**Extracted text:**
========================
Moamoria Rebellion
| Date | 1769–1770, 1782, 1786–1805 |
| Location | Assam |
| Result | Severe weakening of the Ahom kingdom; Near-end of the Paik system; Creation of a standing army of mostly paid Hindustani sepoys to replace the Ahom paik based military force; Half of the country depopulated; |
| Territorial changes | Creation of autonomous Matak rajya |

Belligerents
- Moamoria: Ahom dynasty;

Commanders and leaders
- Ragha Moran; Ramananda; Naharkhora Saikia; Govinda Gaonburha; Pitambardev; Sarbananda Singha; Bharath Singha;: Sunyeophaa; Suhitpangphaa; Suklingphaa; Ghanashyam Burhagohain; Purnanada Burhagohain; Kirti Chandra Borbarua;

= Moamoria rebellion =

18th century uprising in Ahom kingdom of present-day Assam

The Moamoria rebellion (1769–1805) was an 18th-century uprising in Ahom kingdom of present-day Assam that began as power struggle between the Moamorias (Mataks), the adherents of the Vaishnavite Mayamara Satra, and the Ahom kings. This uprising spread widely to other sections of Ahom kingdom including disgruntled elements of the Ahom aristocracy leading to two periods in which the Ahom king lost control of the capital. Retaking the capital was accompanied by a massacre of subjects, leading to a steep depopulation of large tracts. The Ahom king failed to retake the entire kingdom; a portion in the north-east, Bengmara (modern-day Tinsukia district), became known as Matak Rajya ruled by a newly created office called Borsenapati, became a tribute-paying but virtually independent territory.

The Ahom kingdom emerged from the rebellion much weakened. About half of the population of the kingdom perished and the economy was totally destroyed. The weakened Ahom kingdom fell to a Burmese invasion which ultimately led to colonization by the British.
========================
**Records supplied:**

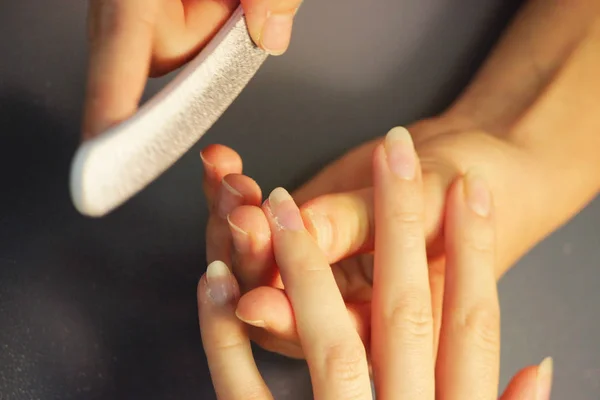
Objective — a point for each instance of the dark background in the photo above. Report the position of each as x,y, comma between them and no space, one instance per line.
105,309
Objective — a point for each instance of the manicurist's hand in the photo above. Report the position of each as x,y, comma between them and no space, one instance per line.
131,39
407,363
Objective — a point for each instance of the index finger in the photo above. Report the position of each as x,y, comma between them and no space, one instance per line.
334,351
121,41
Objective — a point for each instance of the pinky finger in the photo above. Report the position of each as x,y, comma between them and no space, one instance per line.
531,383
232,368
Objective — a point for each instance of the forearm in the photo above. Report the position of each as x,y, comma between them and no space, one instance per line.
540,93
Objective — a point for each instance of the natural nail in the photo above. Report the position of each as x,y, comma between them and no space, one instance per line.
284,210
219,283
229,199
544,379
321,228
276,32
257,323
241,239
477,194
401,155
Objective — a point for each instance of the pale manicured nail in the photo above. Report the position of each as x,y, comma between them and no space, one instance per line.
209,169
285,212
277,32
544,379
477,194
400,152
229,199
241,239
257,323
219,284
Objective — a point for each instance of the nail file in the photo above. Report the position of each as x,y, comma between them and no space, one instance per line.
111,168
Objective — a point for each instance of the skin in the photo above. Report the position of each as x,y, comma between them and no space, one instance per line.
528,123
133,39
468,361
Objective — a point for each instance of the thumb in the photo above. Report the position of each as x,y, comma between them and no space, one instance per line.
531,383
270,23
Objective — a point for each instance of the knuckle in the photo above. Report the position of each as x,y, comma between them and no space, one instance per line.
228,343
480,242
255,392
345,362
482,323
411,315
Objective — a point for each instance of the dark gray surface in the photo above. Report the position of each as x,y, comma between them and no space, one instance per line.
105,309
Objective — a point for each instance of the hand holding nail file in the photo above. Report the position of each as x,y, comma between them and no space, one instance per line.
110,168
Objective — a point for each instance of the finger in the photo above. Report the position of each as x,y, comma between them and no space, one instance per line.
218,161
531,383
402,320
343,223
236,190
121,35
469,353
254,263
184,28
270,309
230,360
270,23
334,352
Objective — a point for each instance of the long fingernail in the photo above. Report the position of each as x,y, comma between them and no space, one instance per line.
229,199
219,283
544,379
477,194
257,323
321,228
241,239
209,168
284,210
276,32
401,155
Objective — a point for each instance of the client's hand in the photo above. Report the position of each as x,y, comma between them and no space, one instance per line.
405,362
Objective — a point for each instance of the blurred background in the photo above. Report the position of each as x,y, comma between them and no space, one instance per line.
105,309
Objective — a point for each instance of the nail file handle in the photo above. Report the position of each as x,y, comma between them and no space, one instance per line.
111,168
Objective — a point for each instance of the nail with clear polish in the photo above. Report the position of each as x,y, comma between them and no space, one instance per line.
400,152
276,32
477,194
284,211
220,286
544,379
229,199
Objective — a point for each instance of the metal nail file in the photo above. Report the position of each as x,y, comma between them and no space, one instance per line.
114,166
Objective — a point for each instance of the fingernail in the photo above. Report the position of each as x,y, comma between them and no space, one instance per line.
477,194
219,284
257,323
209,169
229,199
284,210
400,152
241,239
544,379
320,228
276,33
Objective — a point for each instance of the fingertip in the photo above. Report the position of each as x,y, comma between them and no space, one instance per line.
221,158
523,385
270,23
270,309
252,221
245,187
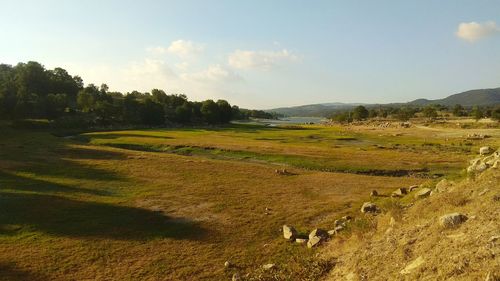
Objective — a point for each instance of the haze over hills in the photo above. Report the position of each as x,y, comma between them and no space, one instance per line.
479,97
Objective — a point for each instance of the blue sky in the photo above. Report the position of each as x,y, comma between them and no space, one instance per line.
263,54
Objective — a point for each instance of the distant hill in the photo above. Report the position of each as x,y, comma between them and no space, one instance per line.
480,97
469,98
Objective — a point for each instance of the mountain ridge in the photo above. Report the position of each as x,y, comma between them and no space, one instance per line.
477,97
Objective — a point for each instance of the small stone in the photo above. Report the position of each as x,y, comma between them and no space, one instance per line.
269,266
369,207
485,150
301,240
289,232
314,241
413,265
452,220
424,192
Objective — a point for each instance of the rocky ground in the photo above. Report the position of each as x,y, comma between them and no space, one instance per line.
447,232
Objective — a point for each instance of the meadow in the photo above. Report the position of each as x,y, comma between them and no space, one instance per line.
175,204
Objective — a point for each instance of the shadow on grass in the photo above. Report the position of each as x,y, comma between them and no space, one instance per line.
11,273
20,183
60,216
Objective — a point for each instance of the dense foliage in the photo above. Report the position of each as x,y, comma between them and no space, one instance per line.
28,90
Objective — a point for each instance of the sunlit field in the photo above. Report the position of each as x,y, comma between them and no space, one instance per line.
175,204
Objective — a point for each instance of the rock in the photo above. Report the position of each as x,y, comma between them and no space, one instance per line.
289,232
301,240
485,150
340,222
452,220
444,186
400,192
369,207
413,265
347,218
424,192
269,266
316,240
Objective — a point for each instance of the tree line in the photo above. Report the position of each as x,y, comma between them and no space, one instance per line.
405,113
29,91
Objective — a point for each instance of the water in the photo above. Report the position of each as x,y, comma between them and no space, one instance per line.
287,121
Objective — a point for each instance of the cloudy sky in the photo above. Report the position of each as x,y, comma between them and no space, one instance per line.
263,54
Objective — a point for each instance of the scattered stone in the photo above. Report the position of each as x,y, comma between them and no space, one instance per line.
424,192
316,237
289,232
413,265
347,218
301,240
493,239
314,241
269,266
485,150
369,207
400,192
452,220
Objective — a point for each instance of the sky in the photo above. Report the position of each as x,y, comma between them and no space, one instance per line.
263,53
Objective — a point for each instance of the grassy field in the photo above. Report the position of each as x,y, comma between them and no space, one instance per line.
175,204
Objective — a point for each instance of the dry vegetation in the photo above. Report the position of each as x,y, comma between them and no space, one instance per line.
176,204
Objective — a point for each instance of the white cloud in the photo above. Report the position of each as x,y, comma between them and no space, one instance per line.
473,31
259,59
181,48
214,73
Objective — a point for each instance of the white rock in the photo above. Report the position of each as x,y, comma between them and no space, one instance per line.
452,220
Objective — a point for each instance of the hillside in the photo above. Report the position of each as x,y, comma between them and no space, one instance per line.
480,97
410,240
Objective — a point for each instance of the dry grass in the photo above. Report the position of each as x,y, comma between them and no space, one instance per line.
73,210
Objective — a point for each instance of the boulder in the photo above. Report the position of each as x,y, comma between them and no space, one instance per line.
452,220
269,266
289,232
400,192
485,150
369,207
413,265
301,240
316,237
424,192
316,240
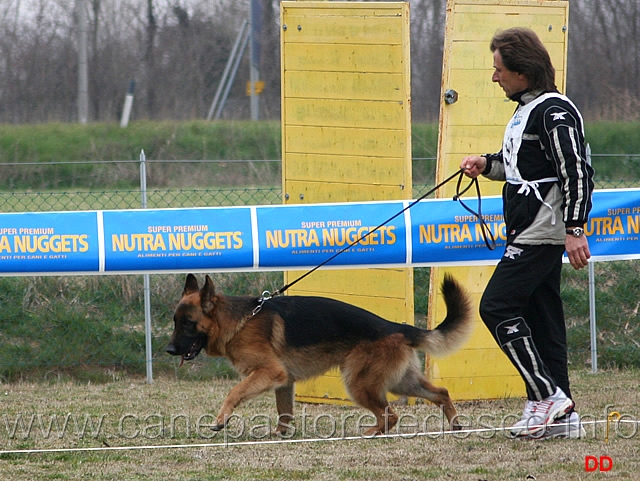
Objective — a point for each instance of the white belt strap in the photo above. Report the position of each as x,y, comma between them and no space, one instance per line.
527,186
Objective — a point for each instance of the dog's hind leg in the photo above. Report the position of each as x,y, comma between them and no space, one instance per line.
284,403
258,381
414,384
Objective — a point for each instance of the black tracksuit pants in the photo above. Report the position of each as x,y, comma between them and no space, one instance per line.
522,308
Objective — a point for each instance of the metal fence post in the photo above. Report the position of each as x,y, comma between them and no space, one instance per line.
147,287
592,318
592,303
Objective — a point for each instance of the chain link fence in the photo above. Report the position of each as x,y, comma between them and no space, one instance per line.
92,327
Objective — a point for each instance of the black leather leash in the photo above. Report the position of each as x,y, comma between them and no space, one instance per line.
486,232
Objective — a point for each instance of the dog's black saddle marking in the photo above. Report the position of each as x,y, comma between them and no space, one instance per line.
317,320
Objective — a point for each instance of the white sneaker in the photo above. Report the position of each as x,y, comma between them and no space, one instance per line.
537,414
569,427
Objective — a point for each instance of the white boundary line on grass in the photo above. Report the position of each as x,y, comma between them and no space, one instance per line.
432,434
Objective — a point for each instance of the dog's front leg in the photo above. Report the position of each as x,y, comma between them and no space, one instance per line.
257,382
284,403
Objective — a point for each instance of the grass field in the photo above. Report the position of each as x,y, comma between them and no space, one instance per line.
135,431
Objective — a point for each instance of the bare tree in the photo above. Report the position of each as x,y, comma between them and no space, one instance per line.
176,51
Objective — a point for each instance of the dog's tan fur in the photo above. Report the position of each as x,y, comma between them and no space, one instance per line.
293,338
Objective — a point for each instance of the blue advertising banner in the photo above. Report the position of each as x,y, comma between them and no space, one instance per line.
173,240
614,225
431,232
49,242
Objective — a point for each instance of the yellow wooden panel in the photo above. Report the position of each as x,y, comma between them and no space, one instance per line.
345,113
347,137
343,58
344,85
473,363
336,168
482,387
346,141
309,23
320,192
389,282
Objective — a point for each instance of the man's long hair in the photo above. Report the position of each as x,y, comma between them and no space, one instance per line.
523,52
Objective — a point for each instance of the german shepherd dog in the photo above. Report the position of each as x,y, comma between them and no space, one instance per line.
292,338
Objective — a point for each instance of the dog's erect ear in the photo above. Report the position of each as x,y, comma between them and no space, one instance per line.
207,293
190,285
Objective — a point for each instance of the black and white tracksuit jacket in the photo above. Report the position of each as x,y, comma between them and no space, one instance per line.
548,188
543,160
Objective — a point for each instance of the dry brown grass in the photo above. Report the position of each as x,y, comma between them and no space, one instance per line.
137,416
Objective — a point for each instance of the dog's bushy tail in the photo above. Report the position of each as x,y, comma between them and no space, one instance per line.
456,328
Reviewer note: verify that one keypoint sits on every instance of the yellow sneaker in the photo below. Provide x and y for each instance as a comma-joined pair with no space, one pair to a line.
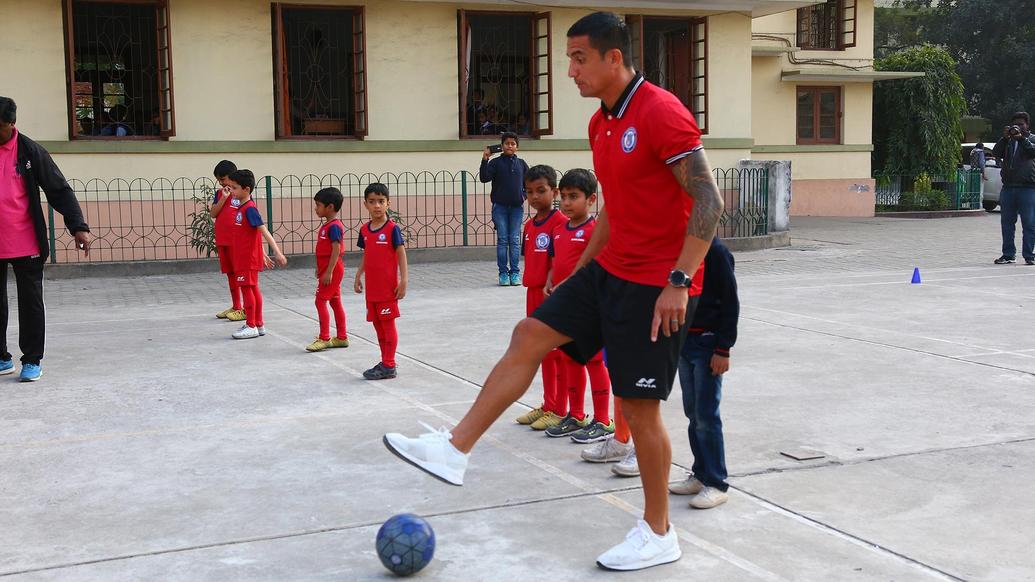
546,420
531,416
318,345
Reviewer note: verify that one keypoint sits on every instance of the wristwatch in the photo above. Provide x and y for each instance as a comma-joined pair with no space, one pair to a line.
679,279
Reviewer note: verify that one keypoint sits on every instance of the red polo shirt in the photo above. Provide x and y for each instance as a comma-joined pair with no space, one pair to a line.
633,148
19,234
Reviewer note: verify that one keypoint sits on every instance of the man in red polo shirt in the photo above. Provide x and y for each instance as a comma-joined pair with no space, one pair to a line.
631,288
25,167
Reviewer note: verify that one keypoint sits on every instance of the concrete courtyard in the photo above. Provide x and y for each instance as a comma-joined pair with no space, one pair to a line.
155,447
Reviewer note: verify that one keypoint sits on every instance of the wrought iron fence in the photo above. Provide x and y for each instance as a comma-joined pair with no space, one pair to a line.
139,220
957,191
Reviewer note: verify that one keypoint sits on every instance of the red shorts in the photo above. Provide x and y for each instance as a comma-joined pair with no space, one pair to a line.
534,298
382,311
225,255
247,279
327,292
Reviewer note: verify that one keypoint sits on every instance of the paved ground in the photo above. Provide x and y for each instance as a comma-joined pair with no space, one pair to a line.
156,448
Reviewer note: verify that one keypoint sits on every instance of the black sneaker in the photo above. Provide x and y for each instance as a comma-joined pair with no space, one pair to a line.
380,372
568,426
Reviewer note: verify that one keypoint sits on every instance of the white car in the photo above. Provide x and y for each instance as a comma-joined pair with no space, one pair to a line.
993,182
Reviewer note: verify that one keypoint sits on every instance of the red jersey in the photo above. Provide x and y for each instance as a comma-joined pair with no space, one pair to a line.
381,260
535,248
633,149
246,239
225,220
567,246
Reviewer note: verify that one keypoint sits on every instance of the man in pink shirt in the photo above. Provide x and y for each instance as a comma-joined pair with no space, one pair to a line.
25,168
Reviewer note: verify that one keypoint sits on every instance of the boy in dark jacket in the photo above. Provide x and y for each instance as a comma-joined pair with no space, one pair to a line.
========================
**List of tasks:**
1. According to the article on the Moamoria rebellion, what newly created office ruled Matak Rajya?
2. Print the stretch of the article on the Moamoria rebellion from "The Ahom kingdom emerged" through "by the British.".
The listing has no connection to the article on the Moamoria rebellion.

**Expected outputs:**
1. Borsenapati

2.
The Ahom kingdom emerged from the rebellion much weakened. About half of the population of the kingdom perished and the economy was totally destroyed. The weakened Ahom kingdom fell to a Burmese invasion which ultimately led to colonization by the British.